_Dataset records_.
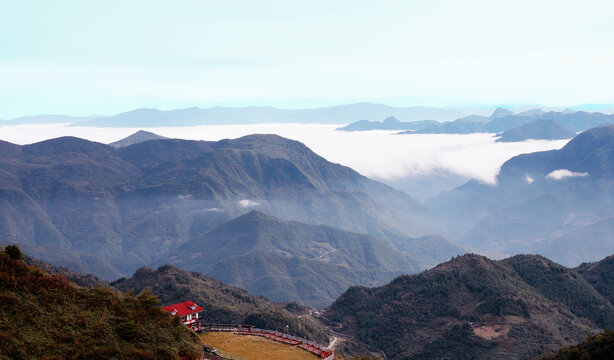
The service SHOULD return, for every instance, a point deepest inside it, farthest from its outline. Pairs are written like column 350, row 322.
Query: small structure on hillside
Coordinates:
column 188, row 311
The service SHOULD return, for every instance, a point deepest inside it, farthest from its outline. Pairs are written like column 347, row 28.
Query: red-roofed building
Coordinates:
column 188, row 311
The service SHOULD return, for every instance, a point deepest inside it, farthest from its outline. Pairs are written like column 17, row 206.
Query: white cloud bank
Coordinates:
column 377, row 154
column 564, row 173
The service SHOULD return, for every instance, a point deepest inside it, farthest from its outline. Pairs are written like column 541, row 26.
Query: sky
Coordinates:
column 83, row 57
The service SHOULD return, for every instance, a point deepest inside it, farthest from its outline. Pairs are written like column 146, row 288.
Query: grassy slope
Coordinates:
column 46, row 316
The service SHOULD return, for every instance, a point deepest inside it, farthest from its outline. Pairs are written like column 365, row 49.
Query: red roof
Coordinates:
column 182, row 309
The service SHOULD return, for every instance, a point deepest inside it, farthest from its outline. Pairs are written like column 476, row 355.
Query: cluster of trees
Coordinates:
column 46, row 316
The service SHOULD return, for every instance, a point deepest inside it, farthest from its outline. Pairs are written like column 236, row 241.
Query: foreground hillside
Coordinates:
column 595, row 347
column 475, row 308
column 45, row 316
column 223, row 304
column 107, row 211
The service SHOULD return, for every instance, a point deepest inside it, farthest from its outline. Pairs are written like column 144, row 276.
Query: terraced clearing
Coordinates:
column 254, row 347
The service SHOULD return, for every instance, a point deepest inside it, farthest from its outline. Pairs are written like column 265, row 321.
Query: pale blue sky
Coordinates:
column 84, row 57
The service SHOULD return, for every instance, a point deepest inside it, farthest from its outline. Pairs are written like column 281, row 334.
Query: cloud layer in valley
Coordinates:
column 378, row 154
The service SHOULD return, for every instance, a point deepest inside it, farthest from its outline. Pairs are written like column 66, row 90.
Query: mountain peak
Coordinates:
column 391, row 120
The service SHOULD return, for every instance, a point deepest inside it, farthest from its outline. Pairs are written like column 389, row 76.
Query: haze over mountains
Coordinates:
column 245, row 115
column 557, row 203
column 477, row 308
column 531, row 124
column 108, row 211
column 291, row 261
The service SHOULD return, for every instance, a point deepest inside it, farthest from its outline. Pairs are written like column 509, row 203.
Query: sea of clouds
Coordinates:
column 382, row 155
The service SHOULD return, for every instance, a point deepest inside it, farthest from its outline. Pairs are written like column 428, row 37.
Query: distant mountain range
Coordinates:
column 503, row 121
column 138, row 137
column 538, row 129
column 475, row 308
column 532, row 124
column 97, row 209
column 342, row 114
column 557, row 203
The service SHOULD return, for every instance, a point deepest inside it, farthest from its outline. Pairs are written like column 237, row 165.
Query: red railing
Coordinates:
column 312, row 347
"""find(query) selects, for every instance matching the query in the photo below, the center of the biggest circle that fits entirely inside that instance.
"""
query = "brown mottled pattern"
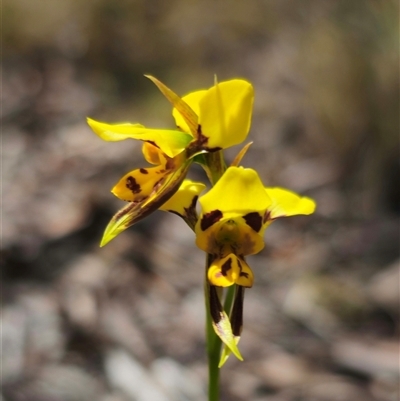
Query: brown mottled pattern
(226, 267)
(215, 305)
(133, 185)
(210, 218)
(267, 216)
(254, 220)
(242, 274)
(237, 312)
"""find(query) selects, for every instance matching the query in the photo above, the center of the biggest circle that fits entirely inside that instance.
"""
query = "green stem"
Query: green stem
(213, 344)
(214, 166)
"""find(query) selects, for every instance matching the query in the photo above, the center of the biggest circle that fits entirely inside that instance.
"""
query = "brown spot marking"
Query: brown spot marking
(170, 165)
(237, 311)
(133, 185)
(254, 220)
(210, 218)
(226, 267)
(153, 143)
(242, 274)
(267, 216)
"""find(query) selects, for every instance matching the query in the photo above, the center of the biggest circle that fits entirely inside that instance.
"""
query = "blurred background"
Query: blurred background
(126, 322)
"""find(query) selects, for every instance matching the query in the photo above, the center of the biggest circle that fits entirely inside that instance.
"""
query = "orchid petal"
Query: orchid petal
(136, 211)
(171, 142)
(287, 203)
(189, 122)
(225, 113)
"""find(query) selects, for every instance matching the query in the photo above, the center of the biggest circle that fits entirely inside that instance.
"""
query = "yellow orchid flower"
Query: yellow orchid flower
(235, 214)
(207, 121)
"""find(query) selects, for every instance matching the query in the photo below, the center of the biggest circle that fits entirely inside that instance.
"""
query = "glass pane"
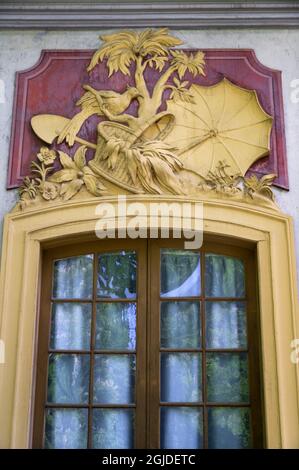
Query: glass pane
(227, 377)
(181, 377)
(181, 428)
(116, 326)
(224, 276)
(180, 273)
(68, 378)
(73, 278)
(70, 326)
(114, 378)
(117, 275)
(66, 429)
(226, 325)
(180, 325)
(113, 429)
(229, 428)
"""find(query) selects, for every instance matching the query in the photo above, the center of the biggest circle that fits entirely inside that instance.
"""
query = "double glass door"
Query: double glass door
(145, 344)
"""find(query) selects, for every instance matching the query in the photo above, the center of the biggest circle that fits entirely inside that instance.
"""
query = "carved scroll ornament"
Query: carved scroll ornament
(205, 140)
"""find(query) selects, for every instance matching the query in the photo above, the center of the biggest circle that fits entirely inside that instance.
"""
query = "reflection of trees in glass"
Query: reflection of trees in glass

_About this task_. Retype each of the entries above exactly as it appears, with no pictures.

_Problem solution_.
The service SHOULD return, for every instance, a point deepest inside it, farthest from its outline. Pairs are written like column 350, row 322.
Query: small structure on hillside
Coordinates:
column 188, row 311
The service SHOULD return, for every instance, a point deepest inside it, farthest from its outline. Pairs are written like column 347, row 28.
Query: red-roofed building
Coordinates:
column 188, row 311
The service SHOULD return, for every instance, a point deepest inside it, farthest from its outline. Pairs are written like column 17, row 206.
Query: white cloud bank
Coordinates:
column 377, row 154
column 564, row 173
The service SHOULD return, for every instance, a point deepest inside it, farthest from its outline. Pairs are written like column 541, row 26.
Query: sky
Coordinates:
column 83, row 57
The service SHOULD return, for every instance, a point deepest inside it, farthest from its outline. Pairs are written like column 146, row 288.
Query: grassy slope
Coordinates:
column 46, row 316
The service SHOULD return, for every instance, a point deepest inside it, farthest from its outline. Pairs are written like column 365, row 49.
Query: red roof
Coordinates:
column 182, row 309
The service SHOULD return, for every instance, a point deepest inside it, farthest from its outline. Pairs are written like column 476, row 355.
Query: cluster of trees
Coordinates:
column 46, row 316
The service SHOULD return, for every instance, a point deepest inside it, farthest from its outline. Pairs are written like column 236, row 241.
Query: foreground hillside
Coordinates:
column 595, row 347
column 475, row 308
column 45, row 316
column 223, row 304
column 107, row 211
The service SHOULD return, for every instance, a point deepest inside it, farthest from its outline. Pairs are written like column 144, row 276.
Query: terraced clearing
Coordinates:
column 254, row 347
The service SHOULD return, for every instance, a point deepest inside it, farthest from its outline. Pairs are written like column 265, row 321.
Query: pale blue sky
Coordinates:
column 84, row 57
The service SHOULD return, for every instance, a point deepest inside it, farthest from its outline. Pairs are written like column 281, row 334.
Query: cloud layer in valley
Coordinates:
column 378, row 154
The service SHOULD return, for every instance, a point deepest inside it, farthest from its outline. Pairs are written like column 66, row 90.
Query: mountain peak
Coordinates:
column 391, row 120
The service SHOULD return, for every instance, a point deepest inside it, farthest from its outline. Pairs are written like column 389, row 76.
Query: haze over mountains
Coordinates:
column 245, row 115
column 557, row 203
column 477, row 308
column 531, row 124
column 108, row 211
column 291, row 261
The service SHOULD return, for every instance, a point deepest inside it, farthest from its outline. Pairs are written like column 509, row 203.
Query: sea of clouds
Coordinates:
column 382, row 155
The service SHOULD return, for every instance, a point deepest inside it, farthest from its outline. Pairs are written like column 428, row 37.
Query: distant mountain range
Coordinates:
column 503, row 121
column 138, row 137
column 538, row 129
column 475, row 308
column 532, row 124
column 97, row 209
column 342, row 114
column 557, row 203
The service SHOULD return, for every instance, a point deepest inside it, farthest from its outline. Pairs are written like column 237, row 165.
Query: red railing
Coordinates:
column 312, row 347
"""find(query) selects, for every instance matching the query in the photo below, the center of the biggest circle that fits entirely inside that instance.
"""
query = "brown mottled pattern"
Query: brown mottled pattern
(226, 267)
(215, 305)
(133, 185)
(210, 218)
(267, 216)
(254, 220)
(242, 274)
(237, 312)
"""find(query) selects, for every instance matching the query in the photo above, the center of the biggest circle that fits entirely inside that instance.
"""
query = "green stem"
Query: green stem
(213, 344)
(214, 166)
"""find(query) selects, for every instance matching the query in the photo above, the center of the biggest circle that fits entirely inside that instance.
"""
query = "brown spot marking"
Query: brown spot marking
(170, 165)
(237, 311)
(133, 185)
(254, 220)
(210, 218)
(226, 267)
(153, 143)
(242, 274)
(267, 216)
"""find(query) selects, for every instance matching the query in the photo above, the center of the biggest circle that fits entirely inside that instance.
"""
query = "blurred background"
Query: blurred background
(126, 322)
"""find(query) selects, for every instance matching the query in the photo above, the center of the biggest circle that fits entirely inside that instance.
"""
query = "orchid petal"
Query: orchid petal
(136, 211)
(171, 142)
(287, 203)
(189, 122)
(225, 113)
"""find(query) selects, for every instance matching the query in the photo above, the center of the biggest circle that fits entirely inside that instance.
"""
query = "yellow orchid flower"
Query: yellow orchid flower
(235, 214)
(207, 121)
"""find(query) selects, for every instance matching the query in the photo below, the center of the biggest circle that fits entirely inside that instance.
"""
query = "glass pane"
Query: glass pane
(227, 377)
(181, 377)
(181, 428)
(116, 326)
(224, 276)
(180, 273)
(68, 378)
(73, 278)
(70, 326)
(114, 378)
(117, 275)
(66, 429)
(226, 325)
(180, 325)
(113, 429)
(229, 428)
"""find(query) selects, for every instance matching the query in the photo above, the center of the biggest circle that fits entirely inside that instance.
"""
query = "double glass door"
Query: double glass door
(145, 344)
"""find(query) selects, for every instance matching the query in the photo above, the center of the biggest circle that fits entirely inside that instance.
"""
query = "carved scroll ornament"
Query: carved scroll ornament
(205, 140)
"""find(query) selects, for every instance matching the query in the photo above, the center of the biggest circle that fits entirely inside that instance.
"""
query = "reflection of trees in glass"
Query: reflection of trees in glass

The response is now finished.